__REQUESTS__.
**a.** Sum up the blog post in two sentences.
**b.** In the blog post, what radio station are all the radios tuned to?
**c.** Copy the part of the blog post starting at "I sat on the" and ending at "to his father.".

__SUPPLIED PASSAGE__.
- - - - - - -

Showing posts with label Family. Show all posts
Showing posts with label Family. Show all posts

Sunday, August 09, 2009

Born to Be Wild

I know Dooce just blogged about this, but as I'm experiencing the same thing I really felt compelled to share. Today, I decided I had to leave the house. Had to. Or I would literally die. That or stab Corey in the eyeball with a chopstick I was using to stir my tea.

I sat on the sofa nursing Miles for the twentieth time that day around 2 in the afternoon. I looked down at his snorty little face, covered in milk and chapped at the chin from such slobbery, frequent eating, and got angry at him. Yes. Angry at my baby. It happens. So I waited until he was done eating and handed him to his father.

"We're up to 7 copies of Goodnight Moon," I told Corey. I had receipts for a few of them and knew that Target would take back the others. I grabbed my purse and went to the strip mall. In the car without the baby seat!

That moment of leaving the house was so light, so freeing, so adult! I skipped to the car and I put down all the windows! Because there wasn't a little bean to be sensitive to the light or wind. And then I turned the radio to adult music (Bob...who plays everything). I know you think I had been listening to Wee Sing Silly Songs or similar. You would be wrong. My child doesn't like music or human sounds. He only responds to white noise, so we have all our radios tuned to 91.7 where we can blast static 24/7 to soothe his wailing.

So there I was, driving almost 5 miles above the speed limit, with the wind in my hair and adult music on the radio. And I went to Barnes and Noble to make a return! Then I browsed. And browsed some more. For nearly 26 minutes, I was away from my child before I felt compelled to call home. He was sleeping! With his eyes shut and no screaming coming out of his mouth!

I was so overjoyed I went to Giant Eagle and just bought random things. Like without a grocery list. I haven't shopped off the list in years. I mean, I'm super anal. I plan out the whole week's meals and only buy the ingredients for them, plus some snacks and soy milk for my lactarded husband. Today I just bought things. Fish sauce. Udon noodles. Two limes. Ground ginger. Who cared!

Then I went to the fruit stand and bought the big bushel of peaches. Not the dinky basket but the big bushel, the one that's technically too heavy for me to be lifting post-baby-delivery. Who cared! I was a woman on the loose.

By the time I got home, I had been gone 72 minutes. It felt marvelous. I walked in the door and slowly unloaded my purchases. I sat at the table and drank a glass of milk and, if not for the jiggly pooch of extra skin jutting out from my mid-section and the granny panties I have to wear these days, I could have ALMOST pretended I was my old self.

Only I'm not anymore and never will be again. Because as soon as I wiped away that last sip of skim goodness, I heard Miles start sobbing upstairs. And I didn't even have to think about it. I just stood up and cradled him in my arms and swayed side to side, ignoring the radio static, mothering him with renewed vigor. If, three weeks ago, you would have told me that a trip to a freaking strip mall on a Saturday would be the best thing to happen to me all week, I would have spit cherry pits in your face. Now, though, as I sit here in a shirt with baby barf stains, still in my granny panties and wearing a G-cup nursing bra, I can hardly believe the miracles that had to fall into place to allow those 72 minutes to happen. And I feel damn grateful.

- - - - - - -

__ENTRIES__.
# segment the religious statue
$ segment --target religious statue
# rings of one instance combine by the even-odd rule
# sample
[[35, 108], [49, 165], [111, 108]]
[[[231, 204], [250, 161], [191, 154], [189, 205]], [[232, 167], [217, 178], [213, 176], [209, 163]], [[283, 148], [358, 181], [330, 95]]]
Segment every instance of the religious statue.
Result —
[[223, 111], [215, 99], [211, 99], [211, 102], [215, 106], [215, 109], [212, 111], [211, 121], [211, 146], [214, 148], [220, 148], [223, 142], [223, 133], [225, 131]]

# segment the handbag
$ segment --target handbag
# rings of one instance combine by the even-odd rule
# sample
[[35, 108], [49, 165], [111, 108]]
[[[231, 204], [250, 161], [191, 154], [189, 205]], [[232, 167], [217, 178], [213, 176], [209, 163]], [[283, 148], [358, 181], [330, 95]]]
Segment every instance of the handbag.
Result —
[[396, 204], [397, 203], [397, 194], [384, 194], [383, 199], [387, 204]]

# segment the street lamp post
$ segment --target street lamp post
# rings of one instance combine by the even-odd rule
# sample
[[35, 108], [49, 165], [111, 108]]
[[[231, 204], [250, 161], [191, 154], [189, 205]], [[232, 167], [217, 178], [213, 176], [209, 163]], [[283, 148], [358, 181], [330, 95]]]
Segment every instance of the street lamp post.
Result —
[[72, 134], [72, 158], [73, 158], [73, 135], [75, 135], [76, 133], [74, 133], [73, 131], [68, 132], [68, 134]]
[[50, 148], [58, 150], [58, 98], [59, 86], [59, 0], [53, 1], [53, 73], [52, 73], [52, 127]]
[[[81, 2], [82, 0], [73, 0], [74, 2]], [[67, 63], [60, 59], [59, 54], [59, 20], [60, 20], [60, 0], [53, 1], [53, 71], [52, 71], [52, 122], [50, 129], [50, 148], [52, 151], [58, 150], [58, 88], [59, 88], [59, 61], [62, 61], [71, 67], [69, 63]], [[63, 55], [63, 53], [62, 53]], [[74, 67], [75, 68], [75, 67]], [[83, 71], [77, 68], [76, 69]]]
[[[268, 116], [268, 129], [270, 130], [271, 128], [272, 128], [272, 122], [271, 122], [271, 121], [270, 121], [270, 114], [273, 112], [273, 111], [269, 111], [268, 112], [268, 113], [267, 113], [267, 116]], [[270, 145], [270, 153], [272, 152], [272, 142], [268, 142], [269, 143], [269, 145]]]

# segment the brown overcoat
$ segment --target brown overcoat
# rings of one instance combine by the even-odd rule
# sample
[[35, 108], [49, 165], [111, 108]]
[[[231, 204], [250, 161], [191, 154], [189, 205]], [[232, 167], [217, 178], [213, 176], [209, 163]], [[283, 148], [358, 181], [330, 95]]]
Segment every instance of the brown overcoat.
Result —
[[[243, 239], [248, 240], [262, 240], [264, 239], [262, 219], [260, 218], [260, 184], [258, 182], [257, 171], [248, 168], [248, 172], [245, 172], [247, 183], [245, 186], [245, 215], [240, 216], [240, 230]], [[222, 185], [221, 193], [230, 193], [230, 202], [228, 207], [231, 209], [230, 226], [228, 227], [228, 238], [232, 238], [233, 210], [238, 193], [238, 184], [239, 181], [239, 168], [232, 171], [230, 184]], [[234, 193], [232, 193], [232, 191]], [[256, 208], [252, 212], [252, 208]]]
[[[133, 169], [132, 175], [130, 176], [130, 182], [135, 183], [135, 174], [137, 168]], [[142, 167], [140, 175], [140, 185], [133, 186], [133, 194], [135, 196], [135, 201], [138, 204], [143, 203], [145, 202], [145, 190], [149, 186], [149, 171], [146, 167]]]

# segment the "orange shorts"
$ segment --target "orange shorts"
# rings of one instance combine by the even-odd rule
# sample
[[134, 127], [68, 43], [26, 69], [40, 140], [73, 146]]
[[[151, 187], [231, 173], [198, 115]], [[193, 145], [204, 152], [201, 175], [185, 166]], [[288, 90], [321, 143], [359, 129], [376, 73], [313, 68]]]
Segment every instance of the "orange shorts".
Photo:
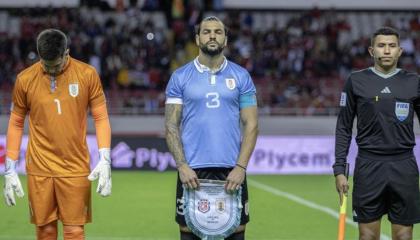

- - - - - - -

__EXPECTED RESPONSES__.
**a.** After nursing Miles all day and getting angry at him, the writer handed him to Corey and spent 72 minutes out alone, making a return at Barnes and Noble, browsing, buying groceries without a list, and getting a big bushel of peaches. Back home, the writer almost felt like the old self until Miles began sobbing, then comforted him and felt deeply grateful for that time away.

**b.** 91.7

**c.**
I sat on the sofa nursing Miles for the twentieth time that day around 2 in the afternoon. I looked down at his snorty little face, covered in milk and chapped at the chin from such slobbery, frequent eating, and got angry at him. Yes. Angry at my baby. It happens. So I waited until he was done eating and handed him to his father.